#### DATA SUPPLIED ####

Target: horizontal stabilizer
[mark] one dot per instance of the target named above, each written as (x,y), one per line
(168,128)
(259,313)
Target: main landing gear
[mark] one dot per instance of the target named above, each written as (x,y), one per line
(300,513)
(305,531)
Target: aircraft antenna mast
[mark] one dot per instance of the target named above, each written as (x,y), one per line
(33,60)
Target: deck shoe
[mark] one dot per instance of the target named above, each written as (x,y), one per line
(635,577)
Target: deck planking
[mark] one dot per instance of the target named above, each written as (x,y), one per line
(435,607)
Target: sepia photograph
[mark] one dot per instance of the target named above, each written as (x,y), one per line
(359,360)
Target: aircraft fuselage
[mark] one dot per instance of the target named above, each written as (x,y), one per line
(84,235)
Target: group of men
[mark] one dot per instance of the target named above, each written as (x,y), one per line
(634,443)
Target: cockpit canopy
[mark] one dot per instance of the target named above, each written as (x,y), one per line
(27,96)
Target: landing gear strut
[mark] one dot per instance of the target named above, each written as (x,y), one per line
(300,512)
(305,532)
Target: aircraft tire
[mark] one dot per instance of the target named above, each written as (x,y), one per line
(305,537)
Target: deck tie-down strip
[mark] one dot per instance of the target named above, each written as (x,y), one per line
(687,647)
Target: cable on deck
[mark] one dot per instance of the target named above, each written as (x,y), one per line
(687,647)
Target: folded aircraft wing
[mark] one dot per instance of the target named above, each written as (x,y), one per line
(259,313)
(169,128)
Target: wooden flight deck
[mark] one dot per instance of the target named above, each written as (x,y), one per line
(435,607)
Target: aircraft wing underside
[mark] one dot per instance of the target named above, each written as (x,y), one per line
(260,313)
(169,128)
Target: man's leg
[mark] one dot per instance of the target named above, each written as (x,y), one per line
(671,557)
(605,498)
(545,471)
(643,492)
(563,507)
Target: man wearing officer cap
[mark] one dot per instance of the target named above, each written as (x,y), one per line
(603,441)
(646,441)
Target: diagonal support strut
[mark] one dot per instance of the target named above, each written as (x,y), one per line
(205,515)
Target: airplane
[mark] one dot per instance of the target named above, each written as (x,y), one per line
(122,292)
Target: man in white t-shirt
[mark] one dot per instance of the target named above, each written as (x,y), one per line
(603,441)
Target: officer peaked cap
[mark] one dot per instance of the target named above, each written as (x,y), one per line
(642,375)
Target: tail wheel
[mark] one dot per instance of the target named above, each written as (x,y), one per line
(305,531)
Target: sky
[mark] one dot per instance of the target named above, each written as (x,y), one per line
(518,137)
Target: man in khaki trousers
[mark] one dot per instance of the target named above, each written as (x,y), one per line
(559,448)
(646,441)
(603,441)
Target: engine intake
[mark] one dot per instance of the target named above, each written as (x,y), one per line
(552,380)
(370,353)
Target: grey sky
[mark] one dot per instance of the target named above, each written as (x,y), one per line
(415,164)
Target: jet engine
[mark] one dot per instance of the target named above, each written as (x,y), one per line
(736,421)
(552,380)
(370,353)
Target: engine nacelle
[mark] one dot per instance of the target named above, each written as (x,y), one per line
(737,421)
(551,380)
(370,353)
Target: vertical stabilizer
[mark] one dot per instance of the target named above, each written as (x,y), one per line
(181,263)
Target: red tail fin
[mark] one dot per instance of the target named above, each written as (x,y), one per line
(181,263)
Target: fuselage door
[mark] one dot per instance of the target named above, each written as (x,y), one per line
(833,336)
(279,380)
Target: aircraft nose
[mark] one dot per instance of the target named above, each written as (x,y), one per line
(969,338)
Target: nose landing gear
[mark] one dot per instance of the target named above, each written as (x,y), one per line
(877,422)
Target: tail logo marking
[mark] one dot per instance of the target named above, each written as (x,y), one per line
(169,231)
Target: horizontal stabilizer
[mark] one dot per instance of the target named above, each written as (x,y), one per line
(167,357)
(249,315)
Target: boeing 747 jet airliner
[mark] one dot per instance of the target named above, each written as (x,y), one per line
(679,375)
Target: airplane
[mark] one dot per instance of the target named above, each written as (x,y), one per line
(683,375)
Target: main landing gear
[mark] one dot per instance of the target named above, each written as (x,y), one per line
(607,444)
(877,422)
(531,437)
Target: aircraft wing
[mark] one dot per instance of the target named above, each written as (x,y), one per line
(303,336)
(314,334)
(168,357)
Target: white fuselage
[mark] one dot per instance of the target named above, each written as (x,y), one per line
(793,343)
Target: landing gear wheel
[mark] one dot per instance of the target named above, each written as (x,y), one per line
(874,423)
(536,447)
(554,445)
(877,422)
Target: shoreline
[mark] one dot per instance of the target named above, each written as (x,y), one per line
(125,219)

####

**WHAT YOU NEED TO DO:** Your task is to transcribe the material exactly.

**THE COMPLETED TASK:**
Target: horizontal stabilizer
[mark] one dot per instance of the target named above, each written as (x,y), one per line
(168,128)
(259,313)
Target: main landing gear
[mark] one dot per instance of the target named above, each written as (x,y), one per line
(300,513)
(305,531)
Target: aircraft antenna mast
[mark] one dot per instance of the target named above, each written as (x,y), one per line
(33,60)
Target: deck shoe
[mark] one dot per instance of the target named above, each written as (x,y), one per line
(635,577)
Target: deck planking
[mark] one dot per instance of the target named above, each written as (x,y), one per line
(435,607)
Target: sepia photograph
[mark] one dot per instance of the target named above, each written as (x,y), one per line
(359,360)
Target: aircraft fuselage
[mark] one dot per instance of the target named above, each written as (x,y), one per line
(84,235)
Target: group of men
[mark] one dot per instance of the target named above, each written as (x,y), one per line
(634,443)
Target: cockpit canopy
[mark] one dot per instance of the target named above, each written as (x,y), one per line
(27,96)
Target: landing gear strut
[mark] one dot per instance of the target named above, each written as (x,y), one per line
(300,512)
(305,532)
Target: aircraft tire
[mark] one dot per instance of the target named above, each written as (x,y), one per line
(305,537)
Target: deck tie-down strip
[mark] one dot per instance of the target named above, each written as (x,y), one per line
(687,647)
Target: cable on deck
[mark] one dot per instance of the target named above, each written as (x,y), one per line
(687,647)
Target: folded aircraft wing
[mark] one dot per instance of the target named above, each written as (x,y), one per line
(259,313)
(169,128)
Target: wooden flight deck
[mark] one dot per instance of the target named above, each written as (x,y), one per line
(435,607)
Target: aircraft wing underside
[mark] one dot per instance of the target named above, each written as (x,y), one per line
(260,313)
(169,128)
Target: man's leg
[mark] one dot per instance of the target named above, each written as (x,y), one per line
(671,557)
(605,498)
(545,471)
(643,492)
(563,507)
Target: man wearing officer cap
[mark] one dot per instance of the target named above, each written as (x,y), one per line
(603,441)
(646,441)
Target: diagonal support strut
[mark] one dot per instance of the target named above, each written as (x,y), one per line
(205,515)
Target: airplane
[mark] one dot per instance of the target named above, each written as (x,y), one per line
(122,292)
Target: man in white t-shirt
[mark] one dot per instance of the target named above, each written as (x,y), one per line
(603,441)
Target: officer peaked cap
[mark] one dot per instance of the target named above, each written as (x,y), one per line
(642,375)
Target: tail wheel
[mark] one dot per instance of the target named above, each written as (x,y), one per line
(305,531)
Target: sky
[mark] one dot per instance of the target named above, each written as (x,y), one per line
(518,137)
Target: man in khaki trousers
[mark] one dot per instance of the target named above, each written as (x,y), one per line
(559,448)
(646,441)
(603,441)
Target: engine intake
[mark] one dot per instance of the target named above, each written as (x,y), one per line
(552,380)
(370,353)
Target: grey sky
[mark] one dot per instance of the target named above, each written as (x,y), one per line
(415,164)
Target: jet engine
[mark] one dot per instance of the target named above, each written as (x,y), one per line
(736,421)
(552,380)
(370,353)
Target: engine nacelle
[mark] one dot per instance of the target named above, each written as (x,y), one per line
(737,421)
(551,380)
(370,353)
Target: vertical stabilizer
[mark] one dot per instance of the target named above, each written as (x,y), one per line
(181,263)
Target: red tail fin
[mark] one dot per instance of the target named above, each written as (x,y), one per line
(181,263)
Target: fuselage door
[mark] one dot per instance of the target named above, each written as (x,y), one per line
(833,336)
(279,380)
Target: aircraft nose
[mark] one dot per instance of the target named above, each written as (x,y), one per line
(969,338)
Target: nose landing gear
[mark] one dot per instance of the target named above, each written as (x,y), one per line
(877,422)
Target: tail logo marking
[mark] one dot per instance of the target named above, each written as (x,y), one per line
(169,231)
Target: horizontal stabilizer
[mark] one dot per instance of the target named above, each written as (x,y), one per line
(167,357)
(249,315)
Target: boeing 747 jet airliner
[mark] one dot per instance of the target named above, each written as (x,y), one per line
(679,375)
Target: airplane
[mark] one dot per instance of the target named above, each written as (x,y), one per line
(683,375)
Target: main landing gear
[mark] one dot per instance of the target named above, each written as (x,y), one per line
(607,444)
(877,422)
(531,437)
Target: aircraft wing
[mark] one dot per instance of the target named above, each written as (x,y), one per line
(303,336)
(314,334)
(168,357)
Target: white fuselage
[mark] one dot per instance of the target named above, each written as (x,y), one per line
(793,343)
Target: landing gear wheel
[mark] one dot per instance of the target named above, each written as (x,y), one per line
(874,423)
(536,447)
(554,445)
(877,422)
Target: shoreline
[mark] one dot per instance of the target named above, each written as (x,y), one per line
(125,219)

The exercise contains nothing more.